Your objective:
Return every line of the material below that contains the string "post", treating uppercase and lowercase letters as different.

Coordinate annotation entries:
——

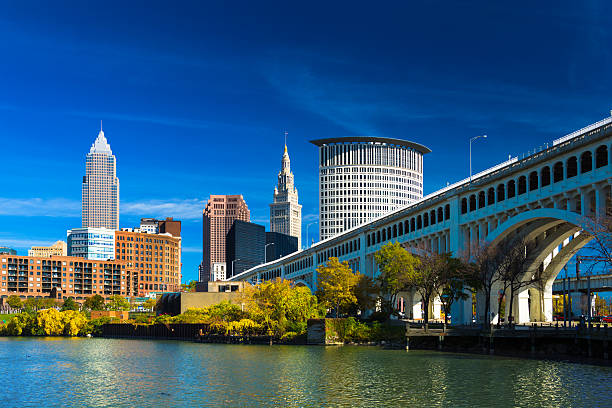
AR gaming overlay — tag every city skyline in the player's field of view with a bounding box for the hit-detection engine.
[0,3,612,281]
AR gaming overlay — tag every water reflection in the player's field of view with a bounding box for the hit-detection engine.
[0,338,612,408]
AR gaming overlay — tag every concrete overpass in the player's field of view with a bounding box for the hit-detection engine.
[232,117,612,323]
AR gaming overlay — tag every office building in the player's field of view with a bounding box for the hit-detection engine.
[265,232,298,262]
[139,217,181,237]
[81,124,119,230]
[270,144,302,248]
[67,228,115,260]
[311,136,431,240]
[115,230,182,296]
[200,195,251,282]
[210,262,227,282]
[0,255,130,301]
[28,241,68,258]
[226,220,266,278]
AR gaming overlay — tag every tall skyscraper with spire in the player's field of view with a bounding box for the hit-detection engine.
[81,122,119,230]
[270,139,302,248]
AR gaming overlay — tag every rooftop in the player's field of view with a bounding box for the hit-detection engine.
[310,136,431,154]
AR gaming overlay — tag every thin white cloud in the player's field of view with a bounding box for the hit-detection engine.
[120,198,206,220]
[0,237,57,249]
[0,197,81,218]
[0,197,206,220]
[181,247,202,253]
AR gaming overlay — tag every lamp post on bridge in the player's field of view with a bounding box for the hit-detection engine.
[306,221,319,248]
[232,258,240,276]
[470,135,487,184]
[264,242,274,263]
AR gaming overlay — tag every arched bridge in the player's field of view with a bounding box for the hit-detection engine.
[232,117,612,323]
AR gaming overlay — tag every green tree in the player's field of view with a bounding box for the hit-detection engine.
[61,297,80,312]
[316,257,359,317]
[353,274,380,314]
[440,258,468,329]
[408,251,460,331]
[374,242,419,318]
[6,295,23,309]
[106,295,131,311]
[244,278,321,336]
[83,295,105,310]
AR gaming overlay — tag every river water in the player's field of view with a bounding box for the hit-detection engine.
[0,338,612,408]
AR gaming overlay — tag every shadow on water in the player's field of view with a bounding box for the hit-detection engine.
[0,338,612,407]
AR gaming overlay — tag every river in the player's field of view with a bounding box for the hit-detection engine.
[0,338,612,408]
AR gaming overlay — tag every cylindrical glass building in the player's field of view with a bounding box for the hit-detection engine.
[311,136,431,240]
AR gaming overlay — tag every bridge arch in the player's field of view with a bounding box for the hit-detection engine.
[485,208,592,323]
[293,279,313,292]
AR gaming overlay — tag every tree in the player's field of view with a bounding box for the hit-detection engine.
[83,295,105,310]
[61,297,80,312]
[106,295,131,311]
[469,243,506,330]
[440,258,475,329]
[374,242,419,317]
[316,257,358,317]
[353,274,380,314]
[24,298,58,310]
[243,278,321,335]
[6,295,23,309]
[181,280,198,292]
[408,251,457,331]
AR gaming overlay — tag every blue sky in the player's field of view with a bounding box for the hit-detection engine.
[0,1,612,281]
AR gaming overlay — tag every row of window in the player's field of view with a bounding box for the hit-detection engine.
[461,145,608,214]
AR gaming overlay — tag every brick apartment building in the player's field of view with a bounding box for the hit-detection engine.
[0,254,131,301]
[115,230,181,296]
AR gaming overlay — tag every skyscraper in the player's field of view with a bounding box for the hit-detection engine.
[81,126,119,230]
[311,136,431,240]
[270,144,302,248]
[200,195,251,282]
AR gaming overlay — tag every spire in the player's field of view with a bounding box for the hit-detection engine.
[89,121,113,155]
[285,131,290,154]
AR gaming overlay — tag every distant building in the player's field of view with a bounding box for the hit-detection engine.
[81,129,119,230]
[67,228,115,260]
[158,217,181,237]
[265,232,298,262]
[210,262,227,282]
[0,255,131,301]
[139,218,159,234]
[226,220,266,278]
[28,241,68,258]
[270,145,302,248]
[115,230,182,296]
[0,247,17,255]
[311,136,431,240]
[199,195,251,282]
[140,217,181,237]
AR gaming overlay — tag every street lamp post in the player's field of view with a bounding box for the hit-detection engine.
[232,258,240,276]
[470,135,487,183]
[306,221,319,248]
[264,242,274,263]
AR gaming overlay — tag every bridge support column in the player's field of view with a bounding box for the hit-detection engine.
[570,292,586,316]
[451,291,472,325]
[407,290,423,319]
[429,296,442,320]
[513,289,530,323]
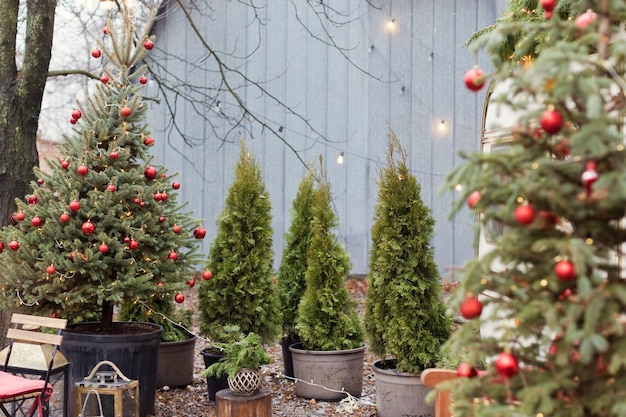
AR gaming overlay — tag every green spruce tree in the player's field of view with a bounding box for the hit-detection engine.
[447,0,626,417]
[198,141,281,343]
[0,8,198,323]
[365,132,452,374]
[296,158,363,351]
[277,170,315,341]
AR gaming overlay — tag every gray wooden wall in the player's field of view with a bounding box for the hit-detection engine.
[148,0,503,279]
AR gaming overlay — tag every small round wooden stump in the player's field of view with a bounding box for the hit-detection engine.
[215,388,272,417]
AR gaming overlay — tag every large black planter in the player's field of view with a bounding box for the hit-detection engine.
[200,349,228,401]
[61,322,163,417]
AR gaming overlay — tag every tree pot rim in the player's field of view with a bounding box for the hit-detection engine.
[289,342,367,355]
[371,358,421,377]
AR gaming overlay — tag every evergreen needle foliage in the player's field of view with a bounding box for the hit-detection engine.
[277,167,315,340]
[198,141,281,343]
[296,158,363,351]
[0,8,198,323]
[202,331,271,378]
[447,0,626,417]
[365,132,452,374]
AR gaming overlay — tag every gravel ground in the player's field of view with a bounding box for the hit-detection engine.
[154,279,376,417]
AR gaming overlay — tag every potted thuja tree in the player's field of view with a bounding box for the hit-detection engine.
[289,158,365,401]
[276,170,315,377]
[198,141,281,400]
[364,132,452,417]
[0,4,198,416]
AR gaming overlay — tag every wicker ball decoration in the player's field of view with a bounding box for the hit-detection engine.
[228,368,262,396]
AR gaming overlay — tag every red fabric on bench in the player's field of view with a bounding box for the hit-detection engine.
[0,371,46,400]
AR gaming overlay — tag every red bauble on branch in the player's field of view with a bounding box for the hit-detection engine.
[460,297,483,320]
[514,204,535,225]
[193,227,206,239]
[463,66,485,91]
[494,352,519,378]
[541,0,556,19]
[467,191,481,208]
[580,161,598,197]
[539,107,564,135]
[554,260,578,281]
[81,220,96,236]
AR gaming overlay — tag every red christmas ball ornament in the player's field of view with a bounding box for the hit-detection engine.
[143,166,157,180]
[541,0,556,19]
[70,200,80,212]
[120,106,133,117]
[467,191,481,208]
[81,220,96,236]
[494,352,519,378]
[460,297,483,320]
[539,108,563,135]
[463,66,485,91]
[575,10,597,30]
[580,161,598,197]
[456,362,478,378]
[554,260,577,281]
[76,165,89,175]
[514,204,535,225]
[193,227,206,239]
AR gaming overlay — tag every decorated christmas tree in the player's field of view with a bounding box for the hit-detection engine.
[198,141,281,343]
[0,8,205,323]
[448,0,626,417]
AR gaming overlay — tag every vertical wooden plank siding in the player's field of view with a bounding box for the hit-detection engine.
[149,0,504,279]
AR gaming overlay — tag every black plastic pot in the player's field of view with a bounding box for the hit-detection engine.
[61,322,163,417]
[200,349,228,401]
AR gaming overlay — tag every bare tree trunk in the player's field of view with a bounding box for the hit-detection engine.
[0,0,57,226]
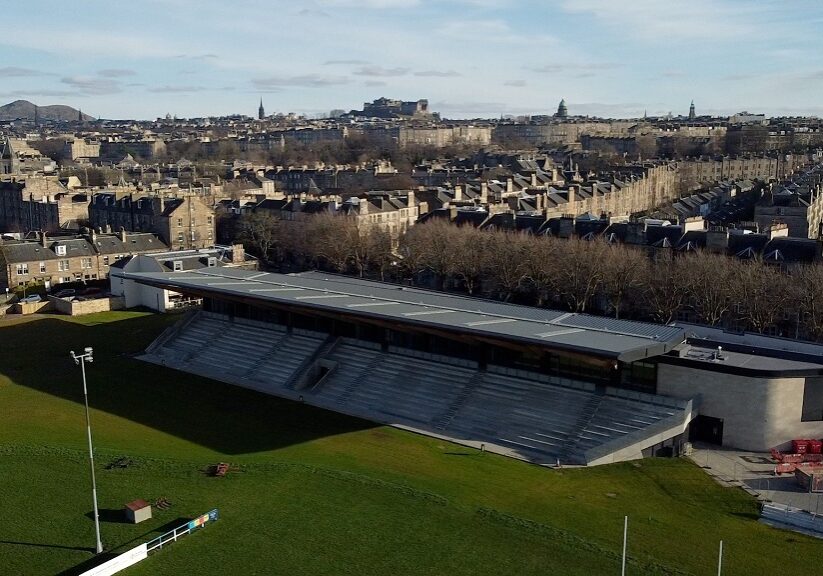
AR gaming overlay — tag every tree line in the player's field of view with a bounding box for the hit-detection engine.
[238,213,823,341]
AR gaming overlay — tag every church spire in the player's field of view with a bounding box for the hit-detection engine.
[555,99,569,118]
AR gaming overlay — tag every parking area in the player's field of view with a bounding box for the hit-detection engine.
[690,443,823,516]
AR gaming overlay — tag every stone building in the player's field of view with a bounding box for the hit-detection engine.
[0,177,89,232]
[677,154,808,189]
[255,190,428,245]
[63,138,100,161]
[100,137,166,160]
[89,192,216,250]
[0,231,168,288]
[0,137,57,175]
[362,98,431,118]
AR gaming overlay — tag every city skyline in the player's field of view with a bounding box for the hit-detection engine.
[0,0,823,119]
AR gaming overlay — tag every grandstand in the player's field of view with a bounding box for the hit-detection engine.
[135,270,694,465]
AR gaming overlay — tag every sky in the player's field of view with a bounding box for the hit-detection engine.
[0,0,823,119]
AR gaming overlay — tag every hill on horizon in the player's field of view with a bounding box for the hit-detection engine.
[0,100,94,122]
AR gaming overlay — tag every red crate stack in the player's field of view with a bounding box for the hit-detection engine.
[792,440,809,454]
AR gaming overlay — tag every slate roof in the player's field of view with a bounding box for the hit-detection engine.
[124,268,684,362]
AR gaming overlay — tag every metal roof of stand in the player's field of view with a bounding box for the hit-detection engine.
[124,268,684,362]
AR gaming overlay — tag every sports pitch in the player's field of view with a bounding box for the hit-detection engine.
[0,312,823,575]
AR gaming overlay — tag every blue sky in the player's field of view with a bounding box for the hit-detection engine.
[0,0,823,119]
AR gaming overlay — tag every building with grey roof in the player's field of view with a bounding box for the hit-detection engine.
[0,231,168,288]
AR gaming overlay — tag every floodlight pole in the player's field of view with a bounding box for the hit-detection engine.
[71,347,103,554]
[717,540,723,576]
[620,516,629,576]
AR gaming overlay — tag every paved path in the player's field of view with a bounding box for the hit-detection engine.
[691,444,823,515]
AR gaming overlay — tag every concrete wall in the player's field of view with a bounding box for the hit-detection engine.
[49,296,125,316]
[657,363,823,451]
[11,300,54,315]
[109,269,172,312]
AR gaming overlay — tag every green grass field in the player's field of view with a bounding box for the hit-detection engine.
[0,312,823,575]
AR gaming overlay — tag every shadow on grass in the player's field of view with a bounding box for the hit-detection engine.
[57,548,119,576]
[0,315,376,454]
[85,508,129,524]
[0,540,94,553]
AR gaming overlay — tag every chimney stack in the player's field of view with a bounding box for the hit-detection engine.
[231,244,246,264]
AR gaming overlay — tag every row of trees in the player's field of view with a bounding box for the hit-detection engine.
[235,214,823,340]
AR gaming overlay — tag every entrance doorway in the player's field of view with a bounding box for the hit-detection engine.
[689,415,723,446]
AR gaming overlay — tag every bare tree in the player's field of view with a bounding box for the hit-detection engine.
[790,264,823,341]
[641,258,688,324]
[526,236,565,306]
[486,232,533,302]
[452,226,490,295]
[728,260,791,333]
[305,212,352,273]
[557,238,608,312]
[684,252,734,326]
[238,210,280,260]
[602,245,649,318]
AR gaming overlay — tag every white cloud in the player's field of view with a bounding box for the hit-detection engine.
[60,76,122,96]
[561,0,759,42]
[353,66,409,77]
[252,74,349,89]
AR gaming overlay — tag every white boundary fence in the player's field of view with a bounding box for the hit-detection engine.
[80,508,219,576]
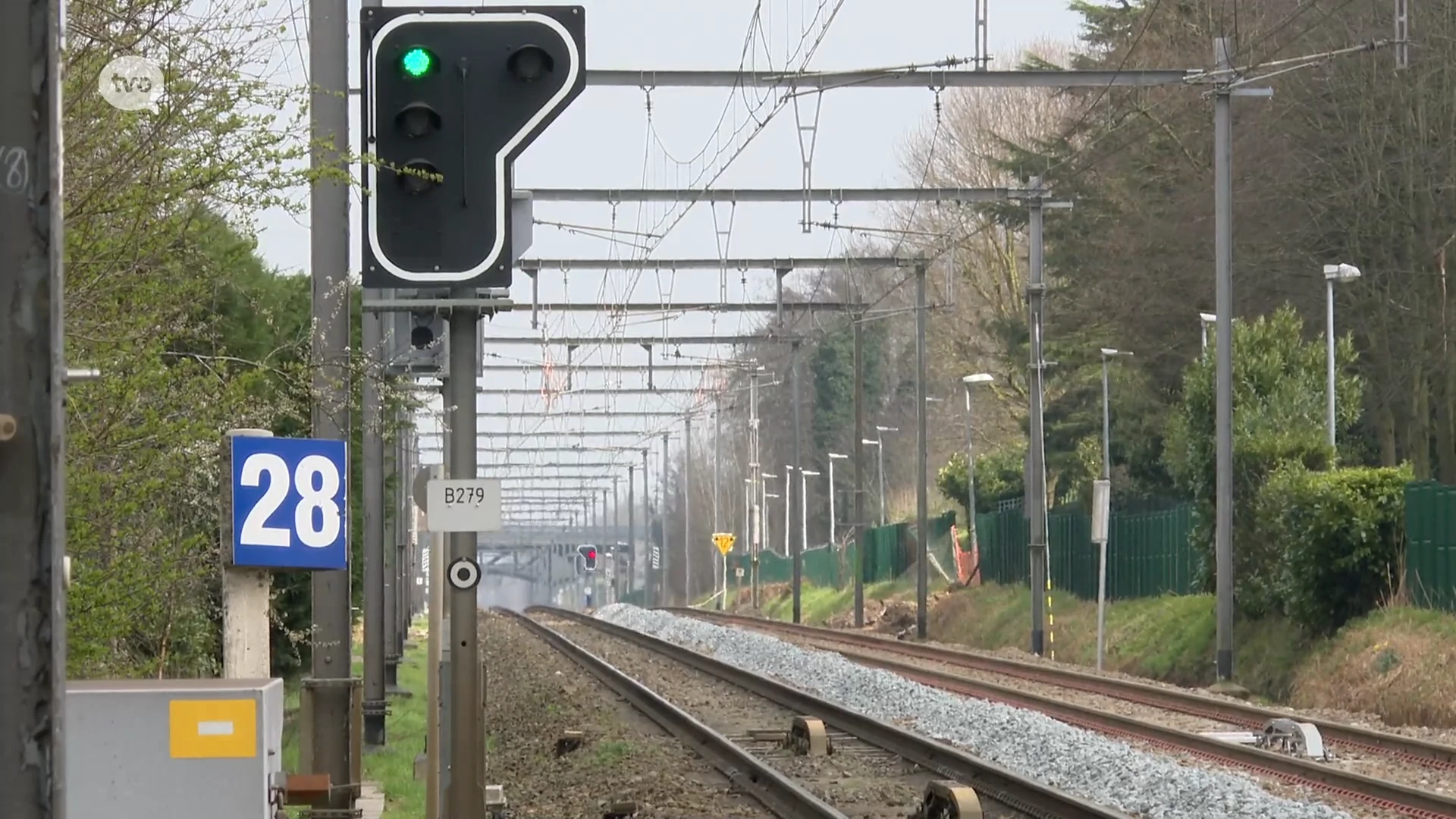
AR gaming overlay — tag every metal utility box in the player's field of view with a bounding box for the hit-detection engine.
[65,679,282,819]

——

The output:
AR gaming overlay — tag every lamp post on bridge in the player's field of view with a bounding box for the hit-detection engine.
AR gaming overlay — tag every street lamp post in the player's field of view with a bounding box for the hit-detection engine.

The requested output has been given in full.